According to the piece on India's transgender rights bill, on what date did the Union Cabinet approve the bill?
[Document section Boundary: Start]
On 20th July 2016, the Union Cabinet of the BJP government approved ‘The Transgender Persons (Protection of Rights) Bill 2016’. It is a landmark decision which has laid the foundation of an inclusive society. The real task of creating an inclusive society in spirit and action starts thence. The new law gives a welfare highway for development of the third gendered population in India by recognizing them as ‘Other Backward Classes’ (OBC). To be honest, to identify transgenders as OBC has an astringent effect on a smarting wound. OBC as a label, if used otherwise, does not evoke the emotional response because it takes into consideration a population segment, basis their profession and educational attainment; not their sexual orientation, personal expression and self-identification. However, on a more positive note, the law does ensure that transgenders are given special care to emerge from their historical socio-cultural and economic deprivation in order to live up to their optimum potential as human beings. To begin with, the law gives transgenders the right to identify themselves not as ‘male’ or ‘female’ but as the third gender. The Indian Constitution shall extend Affirmative Action rights towards transgenders, i.e. Reservation for their economic and educational development. Upon being identified as OBCs, the transgenders shall have the Indian Government’s support for social welfare schemes, public awareness campaigns and special public infrastructure shall be created for them. As a society, we find ourselves at a crucial juncture where much depends on how we contribute to the opportunity for creating a society where everyone has a place under the sun.
[Document section Boundary: End]
[Dataset entries Boundary: Start]
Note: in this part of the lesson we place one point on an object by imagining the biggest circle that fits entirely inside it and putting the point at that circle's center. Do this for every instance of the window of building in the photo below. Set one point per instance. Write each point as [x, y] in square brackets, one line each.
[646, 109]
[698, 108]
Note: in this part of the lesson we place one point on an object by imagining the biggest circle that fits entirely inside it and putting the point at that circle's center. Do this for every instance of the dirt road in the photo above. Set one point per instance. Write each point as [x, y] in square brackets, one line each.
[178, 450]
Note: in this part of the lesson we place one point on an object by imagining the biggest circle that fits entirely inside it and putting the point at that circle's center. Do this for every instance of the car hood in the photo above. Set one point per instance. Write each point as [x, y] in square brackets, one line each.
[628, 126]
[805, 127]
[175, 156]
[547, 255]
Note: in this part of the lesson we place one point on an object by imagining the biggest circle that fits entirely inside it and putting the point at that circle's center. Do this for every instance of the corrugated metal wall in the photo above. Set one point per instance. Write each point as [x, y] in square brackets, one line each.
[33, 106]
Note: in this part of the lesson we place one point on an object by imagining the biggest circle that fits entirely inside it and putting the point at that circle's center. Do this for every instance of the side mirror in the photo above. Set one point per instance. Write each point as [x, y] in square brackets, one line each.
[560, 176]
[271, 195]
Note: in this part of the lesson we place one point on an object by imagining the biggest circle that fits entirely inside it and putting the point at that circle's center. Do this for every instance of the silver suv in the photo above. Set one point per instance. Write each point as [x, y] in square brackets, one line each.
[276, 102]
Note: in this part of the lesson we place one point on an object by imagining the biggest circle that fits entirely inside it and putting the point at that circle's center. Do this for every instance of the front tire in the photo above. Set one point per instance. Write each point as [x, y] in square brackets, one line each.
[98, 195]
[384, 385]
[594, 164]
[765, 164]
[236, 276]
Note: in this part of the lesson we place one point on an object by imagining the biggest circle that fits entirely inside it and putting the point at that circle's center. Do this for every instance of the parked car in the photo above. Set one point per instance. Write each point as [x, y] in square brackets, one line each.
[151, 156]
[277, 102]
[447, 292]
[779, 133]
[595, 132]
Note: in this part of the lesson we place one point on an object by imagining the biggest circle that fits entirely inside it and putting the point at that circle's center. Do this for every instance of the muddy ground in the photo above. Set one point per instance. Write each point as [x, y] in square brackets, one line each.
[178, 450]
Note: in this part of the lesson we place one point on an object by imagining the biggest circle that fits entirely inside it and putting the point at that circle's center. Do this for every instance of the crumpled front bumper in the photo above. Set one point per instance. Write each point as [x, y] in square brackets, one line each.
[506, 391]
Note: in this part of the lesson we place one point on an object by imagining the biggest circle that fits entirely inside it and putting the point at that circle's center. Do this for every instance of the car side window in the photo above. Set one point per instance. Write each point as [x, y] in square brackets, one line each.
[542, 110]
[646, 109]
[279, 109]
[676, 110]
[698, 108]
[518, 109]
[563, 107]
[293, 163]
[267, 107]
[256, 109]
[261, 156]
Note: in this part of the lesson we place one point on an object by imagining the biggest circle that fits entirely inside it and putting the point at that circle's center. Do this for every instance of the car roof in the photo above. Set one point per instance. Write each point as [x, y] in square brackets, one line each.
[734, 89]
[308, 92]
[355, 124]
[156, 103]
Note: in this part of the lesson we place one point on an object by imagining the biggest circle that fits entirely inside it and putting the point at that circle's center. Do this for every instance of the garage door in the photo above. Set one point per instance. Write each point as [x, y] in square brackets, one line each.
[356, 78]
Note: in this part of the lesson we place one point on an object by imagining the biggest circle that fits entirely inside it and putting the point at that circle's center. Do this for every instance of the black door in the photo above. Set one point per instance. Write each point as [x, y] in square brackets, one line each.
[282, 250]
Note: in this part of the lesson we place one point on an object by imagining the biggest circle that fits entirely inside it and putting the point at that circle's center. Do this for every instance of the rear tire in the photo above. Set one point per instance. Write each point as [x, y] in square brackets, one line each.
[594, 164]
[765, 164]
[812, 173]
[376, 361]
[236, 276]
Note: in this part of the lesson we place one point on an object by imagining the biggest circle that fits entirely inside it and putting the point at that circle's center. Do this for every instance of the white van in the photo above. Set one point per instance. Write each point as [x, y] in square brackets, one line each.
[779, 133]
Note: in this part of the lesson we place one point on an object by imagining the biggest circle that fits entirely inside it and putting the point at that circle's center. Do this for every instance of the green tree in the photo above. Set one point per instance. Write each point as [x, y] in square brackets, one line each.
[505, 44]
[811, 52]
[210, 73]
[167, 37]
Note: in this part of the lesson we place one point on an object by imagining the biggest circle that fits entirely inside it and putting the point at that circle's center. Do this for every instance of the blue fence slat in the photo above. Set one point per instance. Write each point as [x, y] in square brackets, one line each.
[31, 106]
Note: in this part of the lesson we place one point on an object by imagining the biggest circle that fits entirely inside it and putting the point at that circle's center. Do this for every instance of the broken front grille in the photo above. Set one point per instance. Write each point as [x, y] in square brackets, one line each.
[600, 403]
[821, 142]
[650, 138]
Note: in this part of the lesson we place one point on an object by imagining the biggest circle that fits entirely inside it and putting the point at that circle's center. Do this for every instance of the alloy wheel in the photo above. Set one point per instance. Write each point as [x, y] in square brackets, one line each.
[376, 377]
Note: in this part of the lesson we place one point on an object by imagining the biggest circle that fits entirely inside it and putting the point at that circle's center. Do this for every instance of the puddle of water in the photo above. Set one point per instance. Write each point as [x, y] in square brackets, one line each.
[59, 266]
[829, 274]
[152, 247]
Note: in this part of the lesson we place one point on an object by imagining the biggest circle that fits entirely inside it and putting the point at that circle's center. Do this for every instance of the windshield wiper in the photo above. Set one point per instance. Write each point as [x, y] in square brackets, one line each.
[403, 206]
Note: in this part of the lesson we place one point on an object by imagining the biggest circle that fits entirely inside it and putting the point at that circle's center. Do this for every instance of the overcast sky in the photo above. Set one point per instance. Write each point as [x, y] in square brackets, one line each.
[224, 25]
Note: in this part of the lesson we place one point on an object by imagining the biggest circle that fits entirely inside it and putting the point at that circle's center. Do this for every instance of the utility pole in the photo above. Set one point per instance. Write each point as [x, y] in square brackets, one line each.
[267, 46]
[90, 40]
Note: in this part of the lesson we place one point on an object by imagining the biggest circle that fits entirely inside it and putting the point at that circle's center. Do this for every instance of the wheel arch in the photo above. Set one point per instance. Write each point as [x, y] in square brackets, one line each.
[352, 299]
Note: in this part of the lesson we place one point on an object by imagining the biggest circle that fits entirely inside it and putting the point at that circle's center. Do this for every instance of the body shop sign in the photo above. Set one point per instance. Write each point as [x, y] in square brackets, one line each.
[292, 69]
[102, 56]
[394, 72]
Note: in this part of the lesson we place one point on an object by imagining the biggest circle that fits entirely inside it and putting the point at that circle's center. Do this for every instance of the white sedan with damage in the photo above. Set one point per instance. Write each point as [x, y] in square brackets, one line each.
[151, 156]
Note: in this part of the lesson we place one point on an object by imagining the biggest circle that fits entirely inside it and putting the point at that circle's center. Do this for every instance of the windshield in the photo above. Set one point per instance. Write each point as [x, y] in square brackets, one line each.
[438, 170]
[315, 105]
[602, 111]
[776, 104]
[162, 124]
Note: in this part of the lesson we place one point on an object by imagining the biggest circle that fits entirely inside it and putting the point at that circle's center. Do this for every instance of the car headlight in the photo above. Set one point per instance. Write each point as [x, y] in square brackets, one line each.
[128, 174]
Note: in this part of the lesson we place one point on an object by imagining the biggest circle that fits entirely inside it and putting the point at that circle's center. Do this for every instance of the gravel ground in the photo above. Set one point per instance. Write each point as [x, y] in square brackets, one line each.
[Dataset entries Boundary: End]
Reply
20th July 2016